■ **Selected text**:
- - - -
But the problem was the problem was the insert of data in the temporary table was taking a huge amount of time... Also we had indexes on a few columns which were accessed during processing... This is was not a single case and there were few more cases of such processes which did bulk delete and bulk insert which were slow... Moreover these temporary tables were to be marked/updated so that one know how the failure recovery should happen in case the process is Aborted/terminated abnormally... Another problem which complicated it, whatever solution I had to give should be generic and should work on Oracle and SQL Server as well (well that comes with my job)...

Someone suggested that one can create a MQT for the query which populates data in the temporary table (and counter parts Materialized View and Indexed in Oracle and SQL Server respectively)...
The problem was update of MQT counterparts in Oracle and SQL Server is either difficult/not possible/require special license...

So the suggestion was extended to use this MQT (and MV and IV in Oracle and SQL Server) to load data in temporary table...
But I discarded it...
You first load 7million records in one table (MQT is essentially a table) and then load a table from this table... As a DBA you are doing your best to screw yourself down the line...

So I thought if MQT is also maintained as a Table and DB2 internally populates data when doing a full refresh, so lets try to think how DB2 would be optimizing this process...
- - - -
■ **Information supplied**:
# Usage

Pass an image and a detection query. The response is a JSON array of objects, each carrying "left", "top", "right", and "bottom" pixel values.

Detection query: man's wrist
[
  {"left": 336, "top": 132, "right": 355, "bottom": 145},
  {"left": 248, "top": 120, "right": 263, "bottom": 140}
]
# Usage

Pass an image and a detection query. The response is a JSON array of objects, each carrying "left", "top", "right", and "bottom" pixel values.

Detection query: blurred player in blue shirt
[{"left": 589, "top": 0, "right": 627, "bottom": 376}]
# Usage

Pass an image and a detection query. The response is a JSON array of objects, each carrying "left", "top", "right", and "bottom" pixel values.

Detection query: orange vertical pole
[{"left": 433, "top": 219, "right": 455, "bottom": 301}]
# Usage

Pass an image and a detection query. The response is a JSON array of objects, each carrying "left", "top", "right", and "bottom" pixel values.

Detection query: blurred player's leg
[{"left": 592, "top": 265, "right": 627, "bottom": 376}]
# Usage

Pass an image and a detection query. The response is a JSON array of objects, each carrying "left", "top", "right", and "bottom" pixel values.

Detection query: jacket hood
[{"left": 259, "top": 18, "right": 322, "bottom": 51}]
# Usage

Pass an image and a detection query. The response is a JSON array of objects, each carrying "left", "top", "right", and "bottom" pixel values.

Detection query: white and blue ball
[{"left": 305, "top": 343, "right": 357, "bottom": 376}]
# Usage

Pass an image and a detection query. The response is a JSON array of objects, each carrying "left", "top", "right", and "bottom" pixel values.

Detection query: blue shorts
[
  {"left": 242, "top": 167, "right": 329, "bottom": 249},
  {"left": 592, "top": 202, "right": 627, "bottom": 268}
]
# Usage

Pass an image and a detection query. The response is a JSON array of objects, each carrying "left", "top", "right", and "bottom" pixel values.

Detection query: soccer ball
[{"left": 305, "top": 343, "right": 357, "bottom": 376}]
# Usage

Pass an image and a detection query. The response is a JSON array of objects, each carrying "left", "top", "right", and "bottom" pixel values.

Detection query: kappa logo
- - - -
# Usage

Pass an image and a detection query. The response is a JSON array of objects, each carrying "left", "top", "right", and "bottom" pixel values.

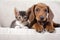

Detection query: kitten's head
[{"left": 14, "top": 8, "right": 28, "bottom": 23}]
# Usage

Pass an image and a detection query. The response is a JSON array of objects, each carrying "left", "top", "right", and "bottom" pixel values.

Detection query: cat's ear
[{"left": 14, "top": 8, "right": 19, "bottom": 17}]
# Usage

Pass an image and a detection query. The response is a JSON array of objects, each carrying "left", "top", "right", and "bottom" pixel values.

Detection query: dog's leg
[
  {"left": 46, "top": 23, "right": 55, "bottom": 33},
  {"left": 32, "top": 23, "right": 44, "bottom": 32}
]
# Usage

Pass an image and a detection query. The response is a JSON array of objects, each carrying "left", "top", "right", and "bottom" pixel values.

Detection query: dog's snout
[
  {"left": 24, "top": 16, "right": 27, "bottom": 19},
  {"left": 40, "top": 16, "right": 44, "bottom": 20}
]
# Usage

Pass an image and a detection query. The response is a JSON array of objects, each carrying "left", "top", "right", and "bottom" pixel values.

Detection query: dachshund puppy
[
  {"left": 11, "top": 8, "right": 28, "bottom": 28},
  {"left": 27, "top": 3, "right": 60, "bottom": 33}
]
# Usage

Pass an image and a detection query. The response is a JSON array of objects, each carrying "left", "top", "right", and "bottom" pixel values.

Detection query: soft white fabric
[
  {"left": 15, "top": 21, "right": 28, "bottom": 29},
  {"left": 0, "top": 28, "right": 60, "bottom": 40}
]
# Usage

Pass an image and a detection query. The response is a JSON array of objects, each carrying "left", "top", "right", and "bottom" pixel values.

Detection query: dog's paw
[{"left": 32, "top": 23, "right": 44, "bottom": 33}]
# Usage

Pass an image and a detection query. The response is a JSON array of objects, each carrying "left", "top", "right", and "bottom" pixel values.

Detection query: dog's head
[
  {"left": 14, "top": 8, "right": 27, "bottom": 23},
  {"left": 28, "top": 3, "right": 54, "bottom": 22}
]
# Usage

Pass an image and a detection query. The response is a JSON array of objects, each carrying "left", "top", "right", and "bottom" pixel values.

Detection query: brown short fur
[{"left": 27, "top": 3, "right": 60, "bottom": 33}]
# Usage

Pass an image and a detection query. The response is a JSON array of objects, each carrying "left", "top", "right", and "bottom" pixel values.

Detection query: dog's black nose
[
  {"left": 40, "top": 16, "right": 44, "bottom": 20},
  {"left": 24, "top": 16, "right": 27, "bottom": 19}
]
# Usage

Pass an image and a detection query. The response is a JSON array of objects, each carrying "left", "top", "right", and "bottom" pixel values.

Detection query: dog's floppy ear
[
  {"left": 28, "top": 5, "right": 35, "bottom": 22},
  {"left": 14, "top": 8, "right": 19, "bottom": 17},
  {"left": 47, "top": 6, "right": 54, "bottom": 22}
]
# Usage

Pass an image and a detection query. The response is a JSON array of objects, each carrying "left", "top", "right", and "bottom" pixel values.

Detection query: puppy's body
- - - -
■ **To do**:
- A) Name every database system that the text on slow temporary-table loads mentions by name.
- B) According to the text on slow temporary-table loads, why was the idea of using the MQT to load data into the temporary table rejected?
Answer from the text alone.

■ **Responses by task**:
- A) DB2, Oracle, and SQL Server.

- B) Because an MQT is essentially a table, you would first load 7 million records into it and then load the temporary table from it. The writer calls this a DBA doing their best to screw themselves down the line.